Treason (Ireland) Act 1854
- Parliament of the United Kingdom
- Long title: An Act to assimilate the Law and Practice existing in cases of High Treason in Ireland to the Law and Practice existing in Cases of High Treason in England.
- Citation: 17 & 18 Vict. c. 26
- Territorial extent: United Kingdom

Dates
- Royal assent: 3 July 1854
- Commencement: 1 August 1854
- Repealed: 15 June 1945

Other legislation
- Repealed by: Treason Act 1945

Status
- Republic of Ireland: Amended
- Northern Ireland: Repealed

= Treason (Ireland) Act 1854 =

The Treason (Ireland) Act 1854 (17 & 18 Vict. c. 26) is an Act of the Parliament of the United Kingdom of Great Britain and Ireland. It extended part of the Treason Act 1708 to Ireland, specifically the rules about giving the defendant advance notice of the witnesses and jurors in his case. It was repealed as regards Northern Ireland by the Treason Act 1945, which abolished the unique procedural rules which applied in treason cases. As of 16 January 2020 it remains in force in the Republic of Ireland.

........

__Set tasks__:
**A)** Answer these questions using the article on the Treason (Ireland) Act 1854, one per line.
(i) On what date did the Act receive royal assent?
(ii) Which Act repealed it as regards Northern Ireland?
(iii) Part of which earlier Act did it extend to Ireland?
**B)** Transcribe the article on the Treason (Ireland) Act 1854 from "The Treason (Ireland)" to "Republic of Ireland.".
**C)** Write the next part of the article on the Treason (Ireland) Act 1854, beginning after its final sentence.

........

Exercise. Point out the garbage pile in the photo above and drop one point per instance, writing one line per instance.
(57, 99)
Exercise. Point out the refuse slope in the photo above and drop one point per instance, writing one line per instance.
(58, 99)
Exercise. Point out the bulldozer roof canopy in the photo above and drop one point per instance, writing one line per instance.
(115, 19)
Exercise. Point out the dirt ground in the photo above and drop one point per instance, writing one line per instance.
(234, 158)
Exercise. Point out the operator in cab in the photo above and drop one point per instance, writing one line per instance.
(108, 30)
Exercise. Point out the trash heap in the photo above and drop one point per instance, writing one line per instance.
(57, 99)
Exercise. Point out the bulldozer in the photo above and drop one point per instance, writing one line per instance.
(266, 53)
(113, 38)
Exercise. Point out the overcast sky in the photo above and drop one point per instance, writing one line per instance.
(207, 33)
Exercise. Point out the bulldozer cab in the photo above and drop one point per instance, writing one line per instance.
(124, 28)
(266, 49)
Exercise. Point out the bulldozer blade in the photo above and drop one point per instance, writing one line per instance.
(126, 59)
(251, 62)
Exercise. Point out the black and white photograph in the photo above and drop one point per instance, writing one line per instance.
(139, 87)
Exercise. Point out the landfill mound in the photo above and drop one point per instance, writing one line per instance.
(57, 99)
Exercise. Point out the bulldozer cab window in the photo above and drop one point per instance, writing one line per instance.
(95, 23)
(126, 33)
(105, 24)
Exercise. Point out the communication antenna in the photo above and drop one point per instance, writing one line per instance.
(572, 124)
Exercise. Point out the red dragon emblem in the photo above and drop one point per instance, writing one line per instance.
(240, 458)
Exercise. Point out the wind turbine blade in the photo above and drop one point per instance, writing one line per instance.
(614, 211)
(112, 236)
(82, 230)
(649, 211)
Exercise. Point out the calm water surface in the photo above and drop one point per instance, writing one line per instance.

........

__The answers__:
**A)**
(i) 3 July 1854
(ii) The Treason Act 1945
(iii) The Treason Act 1708

**B)**
The Treason (Ireland) Act 1854 (17 & 18 Vict. c. 26) is an Act of the Parliament of the United Kingdom of Great Britain and Ireland. It extended part of the Treason Act 1708 to Ireland, specifically the rules about giving the defendant advance notice of the witnesses and jurors in his case. It was repealed as regards Northern Ireland by the Treason Act 1945, which abolished the unique procedural rules which applied in treason cases. As of 16 January 2020 it remains in force in the Republic of Ireland.

**C)**
The rule in the 1708 Act which was extended to Ireland was as follows:

[W]hen any person is indicted for high treason or misprision of treason, a list of the witnesses that shall be produced on the trial, for proving the said indictment, and of the jury, mentioning the name, professions, and place of abode of the said witnesses and jurors, be also given at the same time that the copy of the indictment is delivered to the party indicted; and that copies of all indictments for the offences aforesaid, with such lists, shall be delivered to the party indicted, ten days before the trial, and in presence of two or more credible witnesses; any law or statute to the contrary notwithstanding.

==See also==
- Poynings' Law (confirmation of English statutes)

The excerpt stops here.